TASK TO COMPLETE:
Repeat the records given below in full, with no changes.

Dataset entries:

==============================

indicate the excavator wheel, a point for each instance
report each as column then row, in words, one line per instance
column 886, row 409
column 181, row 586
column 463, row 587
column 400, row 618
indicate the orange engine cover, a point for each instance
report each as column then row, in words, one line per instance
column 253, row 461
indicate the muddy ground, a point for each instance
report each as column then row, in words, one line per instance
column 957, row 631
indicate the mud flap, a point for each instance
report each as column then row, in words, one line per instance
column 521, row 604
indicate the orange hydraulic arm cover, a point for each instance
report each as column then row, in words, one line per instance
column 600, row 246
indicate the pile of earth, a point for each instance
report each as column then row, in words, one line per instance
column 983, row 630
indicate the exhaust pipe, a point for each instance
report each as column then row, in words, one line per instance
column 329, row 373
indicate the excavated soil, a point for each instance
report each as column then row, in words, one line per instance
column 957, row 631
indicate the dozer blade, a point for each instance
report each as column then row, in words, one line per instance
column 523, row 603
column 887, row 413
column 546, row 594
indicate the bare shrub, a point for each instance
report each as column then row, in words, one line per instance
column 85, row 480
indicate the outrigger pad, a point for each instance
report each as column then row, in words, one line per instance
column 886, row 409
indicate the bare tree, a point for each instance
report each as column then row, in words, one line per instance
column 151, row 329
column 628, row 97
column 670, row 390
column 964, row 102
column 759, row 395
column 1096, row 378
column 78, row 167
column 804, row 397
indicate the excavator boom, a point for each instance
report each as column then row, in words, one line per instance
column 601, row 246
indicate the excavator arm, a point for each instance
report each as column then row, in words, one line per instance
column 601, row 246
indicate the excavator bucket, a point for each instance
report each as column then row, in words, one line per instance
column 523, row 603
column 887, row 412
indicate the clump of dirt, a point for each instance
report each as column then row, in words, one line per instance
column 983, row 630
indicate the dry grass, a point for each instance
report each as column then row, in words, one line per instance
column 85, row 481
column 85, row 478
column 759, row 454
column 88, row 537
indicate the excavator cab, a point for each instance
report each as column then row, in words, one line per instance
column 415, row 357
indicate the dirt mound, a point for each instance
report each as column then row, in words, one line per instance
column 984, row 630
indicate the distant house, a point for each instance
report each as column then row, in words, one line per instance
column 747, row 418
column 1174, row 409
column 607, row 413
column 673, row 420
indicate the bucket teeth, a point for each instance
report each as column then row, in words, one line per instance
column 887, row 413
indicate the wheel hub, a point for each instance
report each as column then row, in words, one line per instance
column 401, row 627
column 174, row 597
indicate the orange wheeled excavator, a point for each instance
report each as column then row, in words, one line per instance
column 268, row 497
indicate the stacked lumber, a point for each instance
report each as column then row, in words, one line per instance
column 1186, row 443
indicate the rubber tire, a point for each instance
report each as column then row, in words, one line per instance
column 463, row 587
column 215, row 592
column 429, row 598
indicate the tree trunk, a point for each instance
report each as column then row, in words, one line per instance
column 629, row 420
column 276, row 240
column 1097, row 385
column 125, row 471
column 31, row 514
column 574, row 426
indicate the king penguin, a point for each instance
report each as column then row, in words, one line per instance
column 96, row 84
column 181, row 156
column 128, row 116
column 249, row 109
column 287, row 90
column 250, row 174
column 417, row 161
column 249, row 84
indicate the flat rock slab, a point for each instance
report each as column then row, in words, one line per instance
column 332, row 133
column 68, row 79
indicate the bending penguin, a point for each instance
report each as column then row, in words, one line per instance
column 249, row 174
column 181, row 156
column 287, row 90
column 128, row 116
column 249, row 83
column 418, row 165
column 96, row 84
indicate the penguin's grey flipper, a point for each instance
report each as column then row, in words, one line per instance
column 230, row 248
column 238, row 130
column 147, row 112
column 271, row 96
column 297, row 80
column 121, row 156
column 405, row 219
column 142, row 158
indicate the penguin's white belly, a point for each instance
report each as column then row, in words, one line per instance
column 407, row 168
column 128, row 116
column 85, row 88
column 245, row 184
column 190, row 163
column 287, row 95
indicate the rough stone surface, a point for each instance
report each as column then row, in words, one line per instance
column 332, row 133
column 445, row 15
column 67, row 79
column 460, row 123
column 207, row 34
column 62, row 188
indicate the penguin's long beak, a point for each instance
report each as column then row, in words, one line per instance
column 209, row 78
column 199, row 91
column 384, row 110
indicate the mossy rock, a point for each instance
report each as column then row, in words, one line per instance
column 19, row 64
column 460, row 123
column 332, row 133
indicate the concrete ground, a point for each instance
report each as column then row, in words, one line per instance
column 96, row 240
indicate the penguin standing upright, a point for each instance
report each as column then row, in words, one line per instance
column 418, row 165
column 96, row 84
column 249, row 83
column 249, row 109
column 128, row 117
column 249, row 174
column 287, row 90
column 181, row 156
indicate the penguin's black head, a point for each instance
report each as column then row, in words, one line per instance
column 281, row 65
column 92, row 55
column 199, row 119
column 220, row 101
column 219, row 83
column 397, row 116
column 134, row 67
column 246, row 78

==============================

EXERCISE RESPONSE:
indicate the excavator wheel, a point for each instance
report each as column then row, in words, one line per instance
column 886, row 409
column 181, row 586
column 463, row 587
column 400, row 618
indicate the orange engine cover, a point for each instance
report each as column then row, in words, one line per instance
column 253, row 461
indicate the muddy ground, a point for each instance
report each as column then row, in words, one line per instance
column 957, row 631
indicate the mud flap, a point for each instance
report each as column then row, in words, one line per instance
column 521, row 604
indicate the orange hydraulic arm cover, a point for each instance
report each as column then row, in words, one line per instance
column 600, row 246
indicate the pile of earth, a point for each instance
report each as column then row, in words, one line per instance
column 983, row 630
indicate the exhaust pipe, a point for each instance
report each as column then row, in words, one line per instance
column 329, row 373
indicate the excavated soil, a point for each instance
report each as column then row, in words, one line per instance
column 957, row 631
indicate the dozer blade, a point for each instance
report each as column then row, in words, one line per instance
column 523, row 603
column 887, row 413
column 546, row 594
indicate the bare shrub, a point for each instance
report each as column then row, in words, one line per instance
column 85, row 480
indicate the outrigger pad, a point for each instance
report each as column then row, in words, one line per instance
column 886, row 409
indicate the bare tree, a point for each instance
report each as column then row, in words, one line per instance
column 151, row 329
column 628, row 97
column 670, row 390
column 964, row 102
column 759, row 395
column 1096, row 378
column 78, row 167
column 804, row 397
indicate the excavator boom, a point for each instance
report each as column then row, in words, one line per instance
column 601, row 246
indicate the excavator arm, a point for each instance
report each as column then row, in words, one line per instance
column 601, row 246
indicate the excavator bucket, a point for each instance
report each as column then row, in words, one line per instance
column 523, row 603
column 887, row 412
indicate the clump of dirt, a point for each instance
report each as column then row, in words, one line per instance
column 983, row 630
indicate the dry grass, a point for each instance
report each as column then row, in words, one line per instance
column 85, row 481
column 85, row 478
column 759, row 454
column 88, row 537
indicate the excavator cab, a point for each instance
report each as column then row, in words, one line per instance
column 415, row 357
indicate the dirt mound, a point for each instance
report each as column then row, in words, one line per instance
column 984, row 630
indicate the distant house, a point for each instance
report each as column then row, in words, one line per instance
column 747, row 418
column 1174, row 409
column 607, row 413
column 673, row 420
indicate the bucket teeth, a point for each instance
report each as column then row, in words, one line per instance
column 887, row 413
indicate the wheel hub, a point for each instance
report each as column then row, in words, one line per instance
column 401, row 627
column 174, row 597
indicate the orange wheeled excavator, a point for each instance
report each as column then row, in words, one line per instance
column 268, row 497
indicate the stacked lumber, a point for each instance
report each as column then row, in words, one line per instance
column 1186, row 443
indicate the rubber tire, a point for each instance
report each as column then row, in words, one line per instance
column 463, row 587
column 215, row 592
column 429, row 598
indicate the tree trunk, a point for each instance
report each as column then row, in words, one line per instance
column 629, row 420
column 276, row 240
column 1097, row 385
column 125, row 471
column 31, row 514
column 574, row 426
indicate the king penguin, a point for each instance
report each as column then row, in words, one line per instance
column 96, row 84
column 181, row 156
column 128, row 116
column 249, row 109
column 287, row 90
column 250, row 174
column 417, row 161
column 249, row 84
indicate the flat rock slab, a point for each instance
report each as column then row, in words, one line per instance
column 332, row 133
column 68, row 79
indicate the bending penguin, a point for each instance
report each as column then row, in words, one line per instance
column 249, row 174
column 181, row 156
column 287, row 90
column 128, row 116
column 249, row 83
column 418, row 165
column 96, row 84
indicate the penguin's grey flipper, a point for each instance
report each as column then row, in words, one line per instance
column 230, row 248
column 238, row 130
column 147, row 112
column 271, row 96
column 297, row 80
column 121, row 156
column 405, row 219
column 142, row 158
indicate the penguin's white belly, a point for each instance
report each as column then row, in words, one line per instance
column 407, row 168
column 128, row 116
column 85, row 88
column 245, row 184
column 190, row 163
column 287, row 95
indicate the rough stone surface, a point for each instance
report each as column then row, in words, one line per instance
column 332, row 133
column 445, row 15
column 67, row 79
column 460, row 123
column 207, row 34
column 62, row 188
indicate the penguin's long beak, a point for each instance
report each as column then row, in words, one line per instance
column 209, row 78
column 199, row 91
column 384, row 110
indicate the mossy rock, a point for each instance
report each as column then row, in words, one line per instance
column 19, row 64
column 460, row 123
column 332, row 133
indicate the concrete ground, a point for each instance
report each as column then row, in words, one line per instance
column 96, row 240
indicate the penguin standing upright, a point for each instance
report each as column then row, in words, one line per instance
column 418, row 165
column 96, row 84
column 249, row 83
column 249, row 109
column 128, row 117
column 249, row 174
column 287, row 90
column 181, row 156
indicate the penguin's black head, a point for each instance
report each as column then row, in words, one line per instance
column 281, row 65
column 92, row 55
column 199, row 119
column 220, row 101
column 219, row 83
column 397, row 116
column 134, row 67
column 246, row 78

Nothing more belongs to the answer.